──────── Entries shown

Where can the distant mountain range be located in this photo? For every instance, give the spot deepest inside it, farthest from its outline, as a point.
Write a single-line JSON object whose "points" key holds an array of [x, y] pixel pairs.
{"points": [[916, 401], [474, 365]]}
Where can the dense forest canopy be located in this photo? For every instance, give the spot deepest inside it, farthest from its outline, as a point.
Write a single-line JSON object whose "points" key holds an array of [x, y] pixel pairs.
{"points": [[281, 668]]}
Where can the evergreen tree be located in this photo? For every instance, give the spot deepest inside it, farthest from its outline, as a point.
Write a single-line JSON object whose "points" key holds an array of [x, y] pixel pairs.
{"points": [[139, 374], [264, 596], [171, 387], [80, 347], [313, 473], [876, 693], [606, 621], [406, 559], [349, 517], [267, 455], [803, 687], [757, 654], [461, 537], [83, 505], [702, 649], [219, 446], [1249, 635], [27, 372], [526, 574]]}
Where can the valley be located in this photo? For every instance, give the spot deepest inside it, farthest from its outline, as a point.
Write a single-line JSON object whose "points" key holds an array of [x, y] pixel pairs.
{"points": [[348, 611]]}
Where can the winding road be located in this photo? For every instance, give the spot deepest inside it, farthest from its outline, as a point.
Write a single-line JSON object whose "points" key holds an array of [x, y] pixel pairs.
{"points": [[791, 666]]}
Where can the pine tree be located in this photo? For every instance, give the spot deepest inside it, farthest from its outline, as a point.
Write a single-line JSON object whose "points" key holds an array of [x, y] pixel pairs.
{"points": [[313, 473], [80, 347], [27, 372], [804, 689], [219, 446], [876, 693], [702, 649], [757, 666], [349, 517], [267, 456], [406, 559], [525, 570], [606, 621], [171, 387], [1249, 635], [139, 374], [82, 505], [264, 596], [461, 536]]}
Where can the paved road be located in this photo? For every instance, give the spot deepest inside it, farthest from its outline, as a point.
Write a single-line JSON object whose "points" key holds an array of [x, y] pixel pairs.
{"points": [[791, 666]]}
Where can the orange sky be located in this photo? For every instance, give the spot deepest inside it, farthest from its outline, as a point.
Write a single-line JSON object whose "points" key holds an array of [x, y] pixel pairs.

────────────────

• [Work to complete]: Recopy all the lines exactly as they appear.

• [Written answer]:
Where can the distant mountain range be located in this photo? For every instance, give the spot deepest inside it, farthest from its outline, as a point.
Write a single-line JSON object whose "points" key holds an array of [x, y] pixel pairs.
{"points": [[916, 401], [474, 365]]}
Where can the dense forest canopy be located in this photo? For every instance, give the spot deepest inside it, farthest from its outline, as a point.
Write a single-line JSON object whose "points" key holds an array of [x, y] pixel pairs.
{"points": [[281, 668]]}
Where can the evergreen tree be located in this photo? For every instance, give the spot deepest inside it, farthest from its outline, as a point.
Write a single-line JSON object whose "points" key holds an array of [x, y] pixel pairs.
{"points": [[139, 374], [264, 596], [171, 387], [80, 347], [313, 473], [876, 693], [606, 621], [406, 559], [349, 517], [267, 455], [803, 687], [757, 654], [461, 537], [83, 505], [702, 649], [219, 446], [1249, 635], [27, 372], [526, 574]]}
Where can the valley be located in this photo? For every instance, give the spot deepest inside it, farthest from its outline, as a point.
Write a single-line JSON object whose "points" key holds an array of [x, y] pixel pairs.
{"points": [[348, 611]]}
Where can the winding road be located in this photo? For every instance, give the spot deepest inside it, farthest from its outline, as a point.
Write a single-line JSON object whose "points" key holds an array of [x, y] pixel pairs.
{"points": [[791, 666]]}
Where can the pine tree be located in this photo? For every instance, give the spot deepest inside it, farthest from its outline, as a point.
Write a single-line JSON object whose "points" key holds an array of [x, y] pixel pairs.
{"points": [[313, 473], [80, 347], [27, 372], [804, 689], [219, 446], [876, 693], [702, 649], [757, 666], [349, 517], [267, 456], [406, 559], [525, 570], [606, 621], [171, 387], [1249, 635], [139, 374], [82, 505], [264, 596], [461, 536]]}
Where can the paved road be located in this photo? For every instance, give the spot deepest inside it, farthest from its outline, as a point.
Write a single-line JSON object whose "points" key holds an array of [x, y] pixel pairs.
{"points": [[791, 666]]}
Where can the orange sky be located in this photo? For every instance, give the spot deepest inside it, farthest from its outline, as a point.
Write a single-line JSON object whose "points" key holds an array of [x, y] pixel pairs.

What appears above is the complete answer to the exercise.